• **Required task**: Select every line of the material below that contains the string "metal", and copy each one in full.

BEGIN Extracted entries

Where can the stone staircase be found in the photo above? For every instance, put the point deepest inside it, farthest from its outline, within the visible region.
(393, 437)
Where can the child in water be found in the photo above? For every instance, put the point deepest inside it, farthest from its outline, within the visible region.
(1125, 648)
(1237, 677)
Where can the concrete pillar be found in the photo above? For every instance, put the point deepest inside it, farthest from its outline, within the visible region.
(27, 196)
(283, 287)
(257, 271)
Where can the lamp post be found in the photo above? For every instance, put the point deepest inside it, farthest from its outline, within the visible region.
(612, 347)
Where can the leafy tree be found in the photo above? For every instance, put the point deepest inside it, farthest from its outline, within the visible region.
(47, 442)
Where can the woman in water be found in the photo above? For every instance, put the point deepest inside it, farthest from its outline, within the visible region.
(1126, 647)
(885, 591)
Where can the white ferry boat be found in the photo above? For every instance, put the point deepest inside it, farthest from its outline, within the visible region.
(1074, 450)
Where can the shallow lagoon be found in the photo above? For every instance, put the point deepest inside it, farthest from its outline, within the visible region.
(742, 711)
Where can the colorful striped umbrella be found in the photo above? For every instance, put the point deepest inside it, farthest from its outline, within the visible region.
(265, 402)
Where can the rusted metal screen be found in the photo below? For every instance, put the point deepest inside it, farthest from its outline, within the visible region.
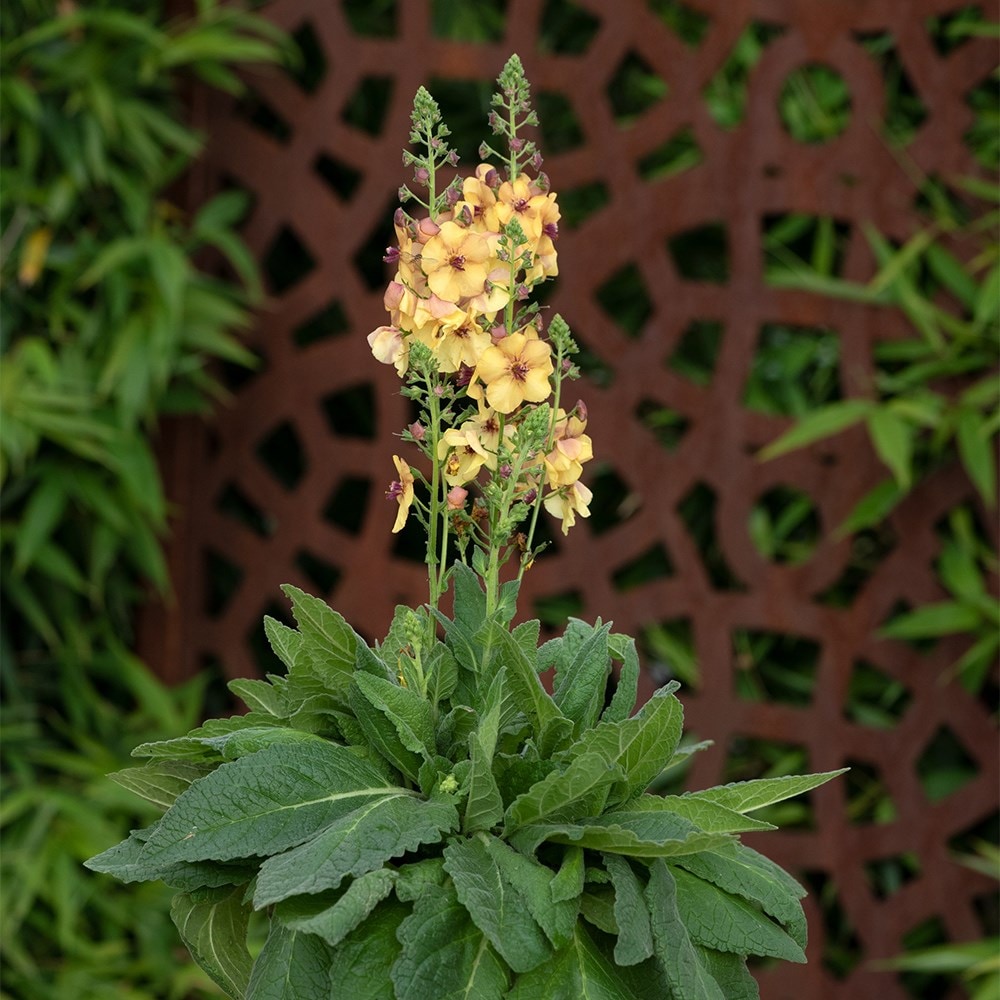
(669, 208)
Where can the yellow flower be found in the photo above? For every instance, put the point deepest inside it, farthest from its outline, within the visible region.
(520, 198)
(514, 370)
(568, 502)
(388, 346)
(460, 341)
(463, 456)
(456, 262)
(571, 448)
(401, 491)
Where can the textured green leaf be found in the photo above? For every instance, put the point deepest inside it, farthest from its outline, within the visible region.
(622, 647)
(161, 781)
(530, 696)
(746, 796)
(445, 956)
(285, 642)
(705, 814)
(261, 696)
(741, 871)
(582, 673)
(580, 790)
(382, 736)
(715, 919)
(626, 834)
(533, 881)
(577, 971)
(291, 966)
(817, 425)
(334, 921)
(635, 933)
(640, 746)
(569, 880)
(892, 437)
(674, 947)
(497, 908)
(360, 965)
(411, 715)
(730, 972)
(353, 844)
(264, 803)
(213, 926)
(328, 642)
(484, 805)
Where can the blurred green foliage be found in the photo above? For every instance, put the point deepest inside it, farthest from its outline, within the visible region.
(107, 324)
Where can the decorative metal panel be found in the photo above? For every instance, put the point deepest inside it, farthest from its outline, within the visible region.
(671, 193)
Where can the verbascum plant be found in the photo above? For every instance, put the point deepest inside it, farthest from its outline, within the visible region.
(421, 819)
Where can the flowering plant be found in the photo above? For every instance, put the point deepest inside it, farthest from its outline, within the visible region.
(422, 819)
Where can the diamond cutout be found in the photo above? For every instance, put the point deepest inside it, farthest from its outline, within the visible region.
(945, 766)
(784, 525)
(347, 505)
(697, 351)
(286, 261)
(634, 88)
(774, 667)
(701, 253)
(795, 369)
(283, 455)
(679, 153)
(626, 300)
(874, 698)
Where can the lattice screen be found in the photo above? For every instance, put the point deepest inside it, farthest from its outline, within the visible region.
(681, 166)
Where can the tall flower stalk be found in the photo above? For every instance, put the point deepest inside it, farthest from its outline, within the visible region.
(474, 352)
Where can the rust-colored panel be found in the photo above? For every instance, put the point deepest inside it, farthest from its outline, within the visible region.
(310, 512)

END Extracted entries
BEGIN Extracted entries

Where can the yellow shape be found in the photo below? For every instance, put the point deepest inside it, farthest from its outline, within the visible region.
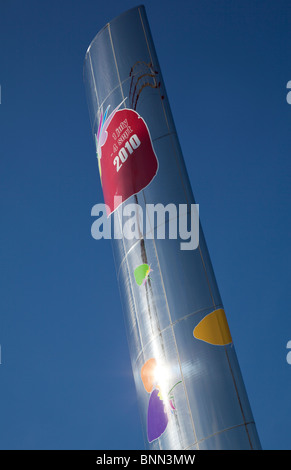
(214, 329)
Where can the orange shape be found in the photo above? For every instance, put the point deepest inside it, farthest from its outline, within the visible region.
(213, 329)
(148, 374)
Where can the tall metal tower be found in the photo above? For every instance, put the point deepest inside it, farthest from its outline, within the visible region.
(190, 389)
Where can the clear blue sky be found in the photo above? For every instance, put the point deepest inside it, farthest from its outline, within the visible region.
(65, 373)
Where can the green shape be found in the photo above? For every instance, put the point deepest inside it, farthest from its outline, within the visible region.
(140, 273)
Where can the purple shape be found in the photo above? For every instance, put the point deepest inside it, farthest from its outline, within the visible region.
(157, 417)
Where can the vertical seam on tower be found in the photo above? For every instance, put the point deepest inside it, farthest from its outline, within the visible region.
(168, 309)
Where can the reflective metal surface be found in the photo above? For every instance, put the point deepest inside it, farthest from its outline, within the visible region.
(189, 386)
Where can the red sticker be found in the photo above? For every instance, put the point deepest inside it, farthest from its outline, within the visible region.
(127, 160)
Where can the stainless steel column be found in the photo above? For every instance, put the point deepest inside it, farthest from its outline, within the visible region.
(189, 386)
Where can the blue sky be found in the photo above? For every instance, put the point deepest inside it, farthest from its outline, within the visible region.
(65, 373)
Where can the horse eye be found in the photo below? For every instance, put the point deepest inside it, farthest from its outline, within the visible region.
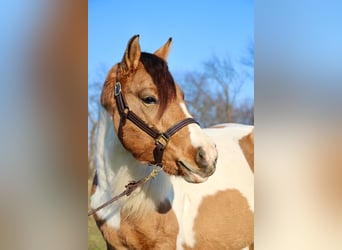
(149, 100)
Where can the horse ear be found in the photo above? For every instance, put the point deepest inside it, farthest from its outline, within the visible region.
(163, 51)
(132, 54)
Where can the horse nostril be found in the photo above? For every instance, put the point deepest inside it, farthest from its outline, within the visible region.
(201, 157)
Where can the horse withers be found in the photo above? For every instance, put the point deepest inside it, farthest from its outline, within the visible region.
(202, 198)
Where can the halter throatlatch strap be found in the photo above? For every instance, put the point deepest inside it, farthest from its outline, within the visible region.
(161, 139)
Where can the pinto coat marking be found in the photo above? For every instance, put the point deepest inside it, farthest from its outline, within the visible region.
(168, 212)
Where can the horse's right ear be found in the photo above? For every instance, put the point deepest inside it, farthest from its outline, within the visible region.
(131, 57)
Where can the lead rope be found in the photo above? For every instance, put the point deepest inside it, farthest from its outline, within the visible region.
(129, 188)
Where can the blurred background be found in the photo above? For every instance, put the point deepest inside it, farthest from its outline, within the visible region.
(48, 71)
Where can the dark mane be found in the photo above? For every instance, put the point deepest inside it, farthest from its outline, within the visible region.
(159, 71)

END Extracted entries
BEGIN Extracted entries

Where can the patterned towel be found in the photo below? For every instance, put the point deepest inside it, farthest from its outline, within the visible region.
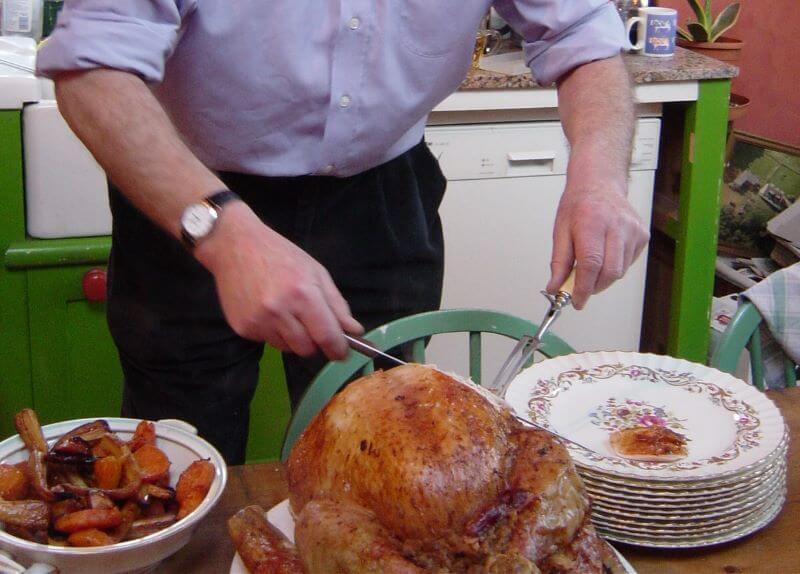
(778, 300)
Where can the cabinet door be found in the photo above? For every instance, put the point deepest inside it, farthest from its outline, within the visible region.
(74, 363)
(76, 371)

END Extracted entries

• **Answer for this exercise**:
Where can the rusted metal screen be found in the photo below? For every instance, put the point deepest inside it, farthest from its outline, within the visible region.
Where can the decorative metal panel be found in the photo above? For every instance, put the point deepest inside it, farthest from its outline, within the visible region.
Where can the tall metal tower be found in the photo above? For every instance, put the point deepest inside it, farthest from its outline, within the visible region.
Where can the reflective metal surface be found in the photo above? For every instance, put the point deepest inside it, farthest from its outline, within the visible region.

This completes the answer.